┌─ Supplied data

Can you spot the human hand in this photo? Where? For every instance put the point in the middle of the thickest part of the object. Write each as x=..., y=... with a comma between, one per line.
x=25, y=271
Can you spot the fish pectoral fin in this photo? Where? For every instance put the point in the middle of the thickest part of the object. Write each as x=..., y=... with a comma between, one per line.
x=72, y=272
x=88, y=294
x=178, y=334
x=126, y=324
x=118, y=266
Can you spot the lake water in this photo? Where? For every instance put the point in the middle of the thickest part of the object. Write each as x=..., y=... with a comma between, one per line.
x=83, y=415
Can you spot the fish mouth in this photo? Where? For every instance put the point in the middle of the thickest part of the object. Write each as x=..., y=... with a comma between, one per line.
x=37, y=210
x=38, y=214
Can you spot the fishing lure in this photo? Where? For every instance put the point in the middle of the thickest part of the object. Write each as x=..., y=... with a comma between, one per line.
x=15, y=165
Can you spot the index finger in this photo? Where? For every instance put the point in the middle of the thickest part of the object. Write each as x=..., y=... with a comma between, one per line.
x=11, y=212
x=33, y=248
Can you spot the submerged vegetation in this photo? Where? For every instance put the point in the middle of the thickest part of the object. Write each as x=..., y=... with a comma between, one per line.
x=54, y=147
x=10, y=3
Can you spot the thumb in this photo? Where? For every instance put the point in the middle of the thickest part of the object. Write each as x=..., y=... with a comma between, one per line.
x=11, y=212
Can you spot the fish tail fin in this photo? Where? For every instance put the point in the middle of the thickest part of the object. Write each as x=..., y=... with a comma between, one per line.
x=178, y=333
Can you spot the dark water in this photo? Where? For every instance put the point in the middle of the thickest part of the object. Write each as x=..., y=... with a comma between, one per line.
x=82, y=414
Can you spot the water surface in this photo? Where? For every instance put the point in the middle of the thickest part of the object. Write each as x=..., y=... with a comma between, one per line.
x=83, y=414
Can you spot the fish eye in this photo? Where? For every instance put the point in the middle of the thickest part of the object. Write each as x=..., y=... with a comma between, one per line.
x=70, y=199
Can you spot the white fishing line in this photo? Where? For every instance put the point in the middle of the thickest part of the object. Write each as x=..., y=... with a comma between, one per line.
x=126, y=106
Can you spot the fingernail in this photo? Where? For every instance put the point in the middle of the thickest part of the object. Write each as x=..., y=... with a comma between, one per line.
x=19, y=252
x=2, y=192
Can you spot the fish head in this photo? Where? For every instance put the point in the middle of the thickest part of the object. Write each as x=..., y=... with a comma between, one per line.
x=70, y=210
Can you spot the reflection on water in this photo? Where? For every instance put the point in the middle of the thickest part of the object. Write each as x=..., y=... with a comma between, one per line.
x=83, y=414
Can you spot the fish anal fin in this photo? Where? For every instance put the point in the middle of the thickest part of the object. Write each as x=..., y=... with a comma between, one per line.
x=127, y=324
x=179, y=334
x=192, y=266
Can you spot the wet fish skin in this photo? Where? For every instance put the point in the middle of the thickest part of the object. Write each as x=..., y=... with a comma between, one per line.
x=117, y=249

└─

▶ **Problem description**: Please give each line above again, word for word.

▶ **Task result**:
Can you spot the human hand in this photo? Where? For every instance put the point in the middle of the thickest part of the object. Write each as x=..., y=... with a comma between, one per line.
x=25, y=271
Can you spot the fish pectoral fin in this photo? Where? For every instance put the point in the middle of the thickest part of the object. Write each as x=..., y=... with a comma between, one per line.
x=72, y=272
x=88, y=294
x=178, y=334
x=126, y=324
x=118, y=266
Can you spot the lake water in this photo? Where? For every instance put the point in the middle of the thickest part of the object. Write each as x=..., y=... with a comma between, one per line.
x=83, y=415
Can you spot the fish mouth in this photo? Where? For every instance put the point in the middle of the thickest part of the object. Write each as x=..., y=... with a comma between, one per line.
x=37, y=210
x=38, y=214
Can you spot the fishing lure in this photo? Where? For every instance put the point in the middle of the thickest part of the object. Write each as x=..., y=... with a comma between, one per line.
x=15, y=165
Can you spot the index finger in this photo? Where? For every instance put the point in the middle of the thickest part of the object. Write each as x=..., y=... with a comma between, one per line.
x=11, y=212
x=33, y=248
Can you spot the submerged vegetation in this photo? Where? For every instance put the point in the middle of the thickest part of the object. Write each as x=..., y=... with a comma between, one per line.
x=54, y=147
x=10, y=3
Can you spot the thumb in this photo? Where? For every instance put the point in the middle of the thickest part of the object. Write each as x=..., y=... with a comma between, one per line.
x=11, y=212
Can you spot the fish tail fin in this photo? Where? For every instance put the point in the middle of the thickest part of the object. Write each as x=..., y=... with a comma between, one per line.
x=178, y=333
Can you spot the dark water in this photo? Where? For every instance put the point in the middle of the thickest part of the object. Write each as x=..., y=... with a comma between, one per line.
x=82, y=414
Can you spot the water surface in this photo? Where? For every instance put the point in the middle of the thickest part of the object. Write each as x=..., y=... with a comma between, one per line.
x=83, y=414
Can you spot the fish eye in this photo? Where? For every instance put the point in the middle of the thickest part of the object. Write each as x=..., y=... with a comma between, one per line.
x=70, y=199
Can you spot the white fishing line in this photo? Where? For every instance put the point in the middle of the thickest part of the object. Write each as x=..., y=... with a comma between, one per line.
x=126, y=106
Can you spot the fingernail in this photo? Where? For every instance put the point in the middle of the thickest part of the object. Write each as x=..., y=... with a comma between, one per line.
x=19, y=252
x=2, y=192
Can you spot the fish head in this photo? Where? For every instance put the point in the middle of the thickest part of the object. Write each as x=..., y=... with a comma between, one per line.
x=70, y=210
Can you spot the reflection on water in this photo? Where? For every instance put the point in the middle of the thickest part of the object. Write each as x=..., y=... with a comma between, one per line.
x=83, y=414
Can you spot the fish anal fin in this photo? Where? For every instance put the point in the middle of the thickest part of the object. Write each as x=..., y=... with a comma between, one per line.
x=127, y=324
x=179, y=334
x=192, y=266
Can you spot the wet fish skin in this photo? Where? For every instance put the point in the middle of the thickest part of the object. Write each as x=..., y=... with a comma between, one per line.
x=117, y=249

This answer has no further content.